> [Referring expression data]
-.-.-

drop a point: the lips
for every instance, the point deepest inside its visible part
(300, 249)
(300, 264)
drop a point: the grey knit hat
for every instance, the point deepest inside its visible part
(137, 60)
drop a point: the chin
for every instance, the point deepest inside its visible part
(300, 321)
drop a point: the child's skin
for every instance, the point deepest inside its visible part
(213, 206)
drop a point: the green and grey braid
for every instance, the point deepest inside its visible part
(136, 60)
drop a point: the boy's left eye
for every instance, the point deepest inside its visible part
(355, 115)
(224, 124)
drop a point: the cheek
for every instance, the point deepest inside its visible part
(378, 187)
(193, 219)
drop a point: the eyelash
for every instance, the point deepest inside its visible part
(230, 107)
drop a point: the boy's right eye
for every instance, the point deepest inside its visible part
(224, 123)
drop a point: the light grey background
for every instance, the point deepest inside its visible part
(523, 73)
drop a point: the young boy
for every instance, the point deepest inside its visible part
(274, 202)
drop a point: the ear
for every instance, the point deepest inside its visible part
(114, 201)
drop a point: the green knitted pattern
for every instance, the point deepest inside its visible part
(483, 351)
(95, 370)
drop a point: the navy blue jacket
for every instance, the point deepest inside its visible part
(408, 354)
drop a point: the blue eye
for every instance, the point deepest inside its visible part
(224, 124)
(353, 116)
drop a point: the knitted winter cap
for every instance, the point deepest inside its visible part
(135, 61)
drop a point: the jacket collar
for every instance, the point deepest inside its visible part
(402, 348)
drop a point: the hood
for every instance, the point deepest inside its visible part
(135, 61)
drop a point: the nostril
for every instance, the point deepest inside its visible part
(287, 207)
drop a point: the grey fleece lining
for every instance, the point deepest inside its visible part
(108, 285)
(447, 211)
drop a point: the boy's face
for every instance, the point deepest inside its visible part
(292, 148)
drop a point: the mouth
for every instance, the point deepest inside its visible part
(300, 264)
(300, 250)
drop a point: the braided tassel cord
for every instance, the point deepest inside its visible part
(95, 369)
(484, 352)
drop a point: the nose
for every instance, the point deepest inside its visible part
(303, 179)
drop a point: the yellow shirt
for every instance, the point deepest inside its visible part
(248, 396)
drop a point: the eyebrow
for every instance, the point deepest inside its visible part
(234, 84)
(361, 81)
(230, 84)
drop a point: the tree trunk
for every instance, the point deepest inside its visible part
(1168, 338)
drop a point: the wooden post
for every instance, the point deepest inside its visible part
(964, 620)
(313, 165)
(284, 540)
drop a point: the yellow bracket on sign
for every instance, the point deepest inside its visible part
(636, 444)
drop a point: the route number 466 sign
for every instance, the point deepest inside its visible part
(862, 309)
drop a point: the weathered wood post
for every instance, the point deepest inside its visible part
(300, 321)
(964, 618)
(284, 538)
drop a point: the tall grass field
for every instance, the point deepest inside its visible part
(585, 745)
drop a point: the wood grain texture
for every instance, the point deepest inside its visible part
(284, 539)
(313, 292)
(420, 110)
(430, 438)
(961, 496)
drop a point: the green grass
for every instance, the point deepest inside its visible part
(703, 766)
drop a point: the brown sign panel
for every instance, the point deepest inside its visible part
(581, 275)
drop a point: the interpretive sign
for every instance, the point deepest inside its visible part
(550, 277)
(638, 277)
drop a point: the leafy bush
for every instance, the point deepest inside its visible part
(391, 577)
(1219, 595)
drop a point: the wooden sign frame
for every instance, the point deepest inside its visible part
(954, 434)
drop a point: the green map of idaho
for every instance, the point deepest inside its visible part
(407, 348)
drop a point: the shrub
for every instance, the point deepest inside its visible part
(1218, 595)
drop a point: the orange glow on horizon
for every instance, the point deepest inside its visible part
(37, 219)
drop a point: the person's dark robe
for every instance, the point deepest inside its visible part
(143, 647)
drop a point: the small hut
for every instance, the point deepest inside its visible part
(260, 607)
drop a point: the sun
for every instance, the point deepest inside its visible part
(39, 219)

-.-.-

> [Task] What is needed is an exact restatement of every record above.

> [Solution below]
drop a point: the lips
for every instance, the point deepest inside its visible part
(300, 249)
(300, 264)
drop a point: the grey knit hat
for every instance, the point deepest inside its visible part
(137, 60)
drop a point: the chin
for every instance, the point deepest inside its visible part
(300, 321)
drop a point: the child's skin
for every instance, the point deepest inside its visible part
(213, 206)
drop a point: the green and grey braid
for every instance, the point deepest inside its visible part
(136, 60)
drop a point: the boy's left eye
for every instance, the point deepest inside its visible part
(355, 115)
(224, 124)
drop a point: the cheek
for every instance, the point deepest inside its visible part
(378, 187)
(193, 219)
drop a point: the eyelash
for every instance, the point deepest inside its visible part
(230, 107)
drop a point: the boy's right eye
for every instance, the point deepest inside its visible part
(224, 123)
drop a point: the light grey background
for every instance, the point deepest inside its visible part
(523, 73)
drop a point: the young boy
for every instance, the point deepest inside its visible part
(274, 202)
drop a point: the ear
for every instance, the point deepest inside its visible part
(114, 201)
drop a point: the green knitted pattern
for every instance, the point deepest inside its visible part
(483, 351)
(95, 370)
drop a point: the navy blue jacket
for every instance, the point deepest inside its visible part
(408, 354)
drop a point: the blue eye
for every instance, the point deepest inside its visible part
(224, 124)
(353, 116)
drop a point: the knitted winter cap
for every instance, the point deepest inside its visible part
(135, 61)
drop a point: the jacket collar
for every instance, the point deepest inside its visible part
(402, 348)
drop a point: the hood
for every instance, the point deepest inside its visible part
(135, 61)
drop a point: the nostril
for every instance, the point deepest inside its visible part
(287, 207)
drop a point: the grey fleece lining
for every instance, the point deepest inside its visible part
(108, 285)
(447, 211)
drop a point: the boy's face
for every instance, the point deepest inside its visible part
(292, 148)
drop a point: the mouth
for every instance, the point deepest inside its visible part
(300, 264)
(300, 250)
drop a point: the braided tassel cord
for every instance, the point deepest inside its visible part
(95, 369)
(484, 352)
drop a point: the nose
for every instance, the point deepest inside its visible part
(303, 179)
drop a point: the yellow shirt
for every instance, the point deepest inside its visible part
(248, 396)
drop a point: the eyebrow
for every instance, the point deepest inside its visible part
(234, 84)
(361, 81)
(230, 84)
drop a point: the tree trunk
for every instance, the point deepest inside its visible part
(1168, 338)
drop a point: the wooden post
for every instance, the point deepest inside its visible part
(964, 620)
(313, 165)
(284, 540)
drop a point: the yellow bracket on sign
for every instance, the point deepest inside its visible part
(636, 444)
drop a point: the route number 466 sign
for every instance, the point deepest inside its visible part
(862, 309)
drop a point: the weathered wood post
for every instance, the point deepest inside its visible part
(300, 321)
(964, 618)
(284, 538)
drop a point: the tall grass field
for every instance, the point deepest inside its visible part
(585, 745)
drop a point: the wood grain texture
for every instance, the point deepest inside its visible part
(284, 539)
(313, 292)
(420, 110)
(430, 438)
(961, 496)
drop a point: the green grass
for every instance, the point deepest inside its visible part
(703, 766)
drop a point: the brown sign panel
for every instance, the point deepest inside its visible part
(581, 275)
drop a point: the interpretive sign
for every instance, the point deepest inside its visible part
(550, 277)
(638, 277)
drop a point: the leafy bush
for every instance, the point deepest inside its visible part
(391, 577)
(1219, 595)
drop a point: the wooden sign frame
for every instance, the point deepest inside its visible part
(954, 434)
drop a point: the green map of idaho
for every instance, the point deepest inside its visible part
(407, 348)
drop a point: the shrub
for every instance, the point deepest inside its visible part
(1218, 595)
drop a point: the orange glow on horizon
for every instance, the point deepest inside its visible part
(37, 219)
drop a point: the person's dark robe
for every instance, the point deepest inside its visible part
(143, 647)
drop a point: the small hut
for every instance, the point deepest inside its visible part
(260, 607)
drop a point: the sun
for every instance, the point deepest inside its visible part
(39, 219)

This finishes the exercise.